**Short exercise**: Reproduce every line of the data below, beginning at the line that has "Annotate the church" and continuing through the last line. Add 61 to each number in the answer point coordinates, and leave all other numbers as they are.

**Entries shown**:
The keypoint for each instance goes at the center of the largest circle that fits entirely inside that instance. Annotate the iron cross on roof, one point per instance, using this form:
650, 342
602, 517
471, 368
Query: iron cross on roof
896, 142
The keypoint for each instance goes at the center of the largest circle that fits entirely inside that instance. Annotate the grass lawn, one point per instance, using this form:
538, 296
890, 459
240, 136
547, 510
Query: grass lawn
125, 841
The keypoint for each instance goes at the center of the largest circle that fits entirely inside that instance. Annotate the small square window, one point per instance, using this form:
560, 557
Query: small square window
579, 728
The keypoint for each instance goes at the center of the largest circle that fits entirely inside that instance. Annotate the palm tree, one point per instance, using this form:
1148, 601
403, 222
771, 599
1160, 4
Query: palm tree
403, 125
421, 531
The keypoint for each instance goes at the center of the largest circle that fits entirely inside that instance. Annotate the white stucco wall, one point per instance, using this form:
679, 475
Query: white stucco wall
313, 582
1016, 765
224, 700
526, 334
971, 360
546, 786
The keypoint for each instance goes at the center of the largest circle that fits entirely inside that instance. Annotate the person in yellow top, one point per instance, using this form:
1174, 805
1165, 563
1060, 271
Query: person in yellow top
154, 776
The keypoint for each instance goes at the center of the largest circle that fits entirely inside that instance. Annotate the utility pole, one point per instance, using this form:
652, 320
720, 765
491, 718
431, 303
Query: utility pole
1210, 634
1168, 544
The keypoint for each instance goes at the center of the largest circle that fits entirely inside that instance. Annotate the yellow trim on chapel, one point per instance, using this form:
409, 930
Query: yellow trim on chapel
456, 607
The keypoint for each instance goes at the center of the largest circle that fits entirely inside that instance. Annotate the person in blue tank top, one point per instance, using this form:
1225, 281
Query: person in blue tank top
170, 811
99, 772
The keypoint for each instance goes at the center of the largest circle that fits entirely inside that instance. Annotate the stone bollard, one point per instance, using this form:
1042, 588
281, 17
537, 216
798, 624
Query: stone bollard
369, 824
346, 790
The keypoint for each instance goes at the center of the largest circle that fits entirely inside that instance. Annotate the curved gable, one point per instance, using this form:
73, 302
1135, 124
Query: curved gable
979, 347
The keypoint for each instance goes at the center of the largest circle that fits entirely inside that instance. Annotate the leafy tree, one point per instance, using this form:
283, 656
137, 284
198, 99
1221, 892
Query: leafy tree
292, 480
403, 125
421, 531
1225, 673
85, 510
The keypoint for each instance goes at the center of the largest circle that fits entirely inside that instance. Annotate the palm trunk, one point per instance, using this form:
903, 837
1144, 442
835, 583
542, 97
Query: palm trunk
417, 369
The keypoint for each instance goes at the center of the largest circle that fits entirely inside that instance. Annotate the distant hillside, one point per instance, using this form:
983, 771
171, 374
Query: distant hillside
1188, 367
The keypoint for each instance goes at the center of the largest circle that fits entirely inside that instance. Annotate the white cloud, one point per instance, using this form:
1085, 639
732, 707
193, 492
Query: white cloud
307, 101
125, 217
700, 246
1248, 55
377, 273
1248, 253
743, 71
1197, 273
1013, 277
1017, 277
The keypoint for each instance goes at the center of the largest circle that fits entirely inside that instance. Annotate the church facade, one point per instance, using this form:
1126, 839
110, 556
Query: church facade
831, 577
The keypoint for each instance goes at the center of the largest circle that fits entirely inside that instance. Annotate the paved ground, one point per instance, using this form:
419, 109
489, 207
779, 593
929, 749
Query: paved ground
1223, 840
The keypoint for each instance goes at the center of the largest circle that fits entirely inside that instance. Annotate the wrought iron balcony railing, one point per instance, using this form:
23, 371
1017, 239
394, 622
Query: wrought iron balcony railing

**Response below**:
The keypoint for each instance goes at the center of the largest circle that fits entirely inside that instance. Annotate the church facade, one point per instance, using this form:
1126, 839
110, 556
Query: church facade
892, 638
The keypoint for each instance goes at the center of the largest circle that fits entirely inside that instance. Annotate the paved ground, one point per instance, using this form:
419, 109
489, 207
779, 593
929, 749
Query: paved ground
1284, 901
The keypoint for each instance goes at the center of the largest circle that fits entirely inside that instance. Annotate the wrought iron balcony railing, one point per instance, using this form:
23, 371
1017, 239
394, 622
Query: wrought iron balcony railing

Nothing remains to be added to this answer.